**SOURCE TEXT**.
►
Following a vote in the United States Senate last week to block changes to a bill which would have allowed oil exploration and development of a fragile wildlife habitat in the Arctic, activists are now planning their next steps to ensure that the area remains protected from future environmental threats.
The bipartisan rejection, by 54 votes to 46, of an amendment to the Senate's 2002 Energy Policy Act was welcomed by environmental campaigners as a victory for all those who had opposed moves to tap into natural resources in part of the Arctic National Wildlife Refuge (ANWR).
The amendment, sponsored by Alaskan Senator Frank Murkowski, would have given President George W. Bush (news - web sites) authority to open up ANWR's coastal plain to the oil and gas industries if such a move was deemed to be "in the economic and security interests of the United States."
"We're very excited that the Senate voted against the ANWR amendment," said Gopal Dayaneni, oil campaign coordinator from Project Underground, a California-based organization that is working with members of the local Gwich'in indigenous group who have struggled against oil development in the Refuge.
"This is an overall blow to drilling in ANWR. But it is not a dead issue. The bill is still on the negotiating table," said Dayaneni, noting that after its approval by the Senate, the bill will be passed to a joint congressional committee where its differences from a version drafted by the House of Representatives last year will be ironed out. The House version also favors ANWR drilling.
◄
**ACTIVITY 1**.
Repeat everything in the Arctic refuge article from "The bipartisan rejection, by" down to "in the Refuge.".
**ACTIVITY 2**.
Please write the next part of the Arctic refuge article, picking up after its final sentence.

**AVAILABLE DATA**.
►
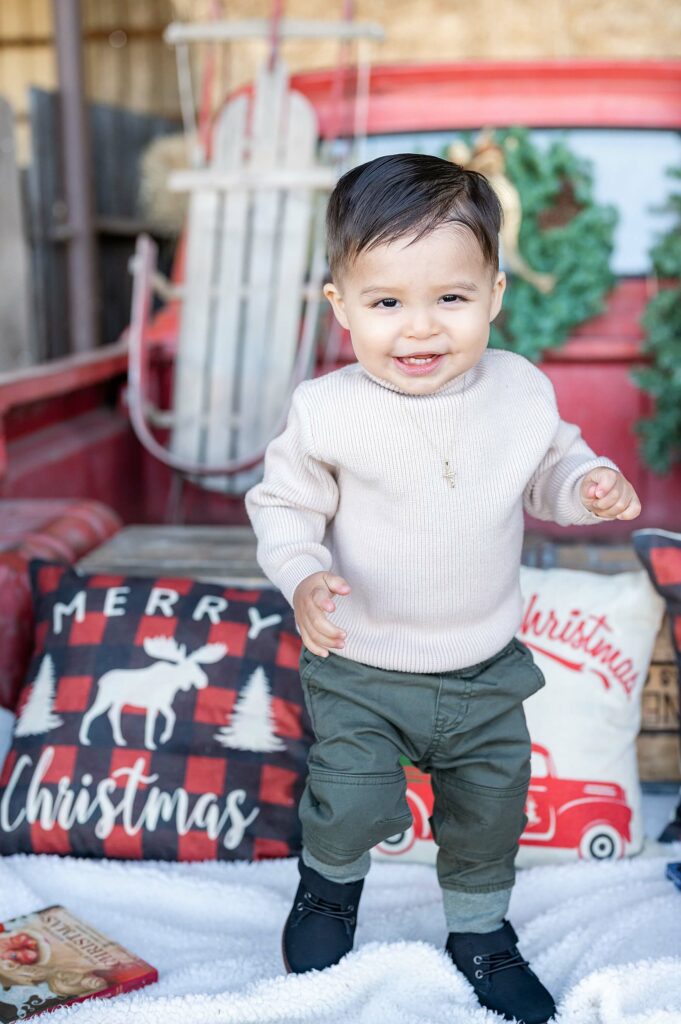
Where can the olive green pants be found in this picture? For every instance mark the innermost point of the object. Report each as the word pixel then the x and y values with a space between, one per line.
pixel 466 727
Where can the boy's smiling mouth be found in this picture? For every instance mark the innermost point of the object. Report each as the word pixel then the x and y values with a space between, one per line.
◄
**RESPONSE 1**.
The bipartisan rejection, by 54 votes to 46, of an amendment to the Senate's 2002 Energy Policy Act was welcomed by environmental campaigners as a victory for all those who had opposed moves to tap into natural resources in part of the Arctic National Wildlife Refuge (ANWR).
The amendment, sponsored by Alaskan Senator Frank Murkowski, would have given President George W. Bush (news - web sites) authority to open up ANWR's coastal plain to the oil and gas industries if such a move was deemed to be "in the economic and security interests of the United States."
"We're very excited that the Senate voted against the ANWR amendment," said Gopal Dayaneni, oil campaign coordinator from Project Underground, a California-based organization that is working with members of the local Gwich'in indigenous group who have struggled against oil development in the Refuge.

**RESPONSE 2**.
Campaigners have maintained that oil production would have devastating effects on the wildlife of ANWR's coastal plain, "the biological heart of the refuge." The area is best known for the summer grazing of thousands of Porcupine Caribou, which are also a food source for the Gwich'in people.
According to data from a 1998 U.S. Geological Survey and the Energy Information Agency, the mean estimate for the total amount of oil which could be extracted from drilling in the Refuge, 7.7 billion barrels, would equal only enough to supply the U.S. for six months at its present daily consumption rate of 17.7 million barrels.
It is now important to focus on gaining long-term protection for the area, according to Brooks Yeager, vice president of the World Wide Fund for Nature's (WWF) global threats program. While some 19 million acres of Alaska's northeastern corner were declared a national wildlife refuge by Congress in 1980, the status of the coastal plain was left "open" because of its resource potential.
"Although the area has been managed as wilderness and drilling has been banned by law since 1980, it is important to keep the area protected forever," Yeager said, adding that WWF's goal was to see the coastal plain officially designated as wilderness by Congress.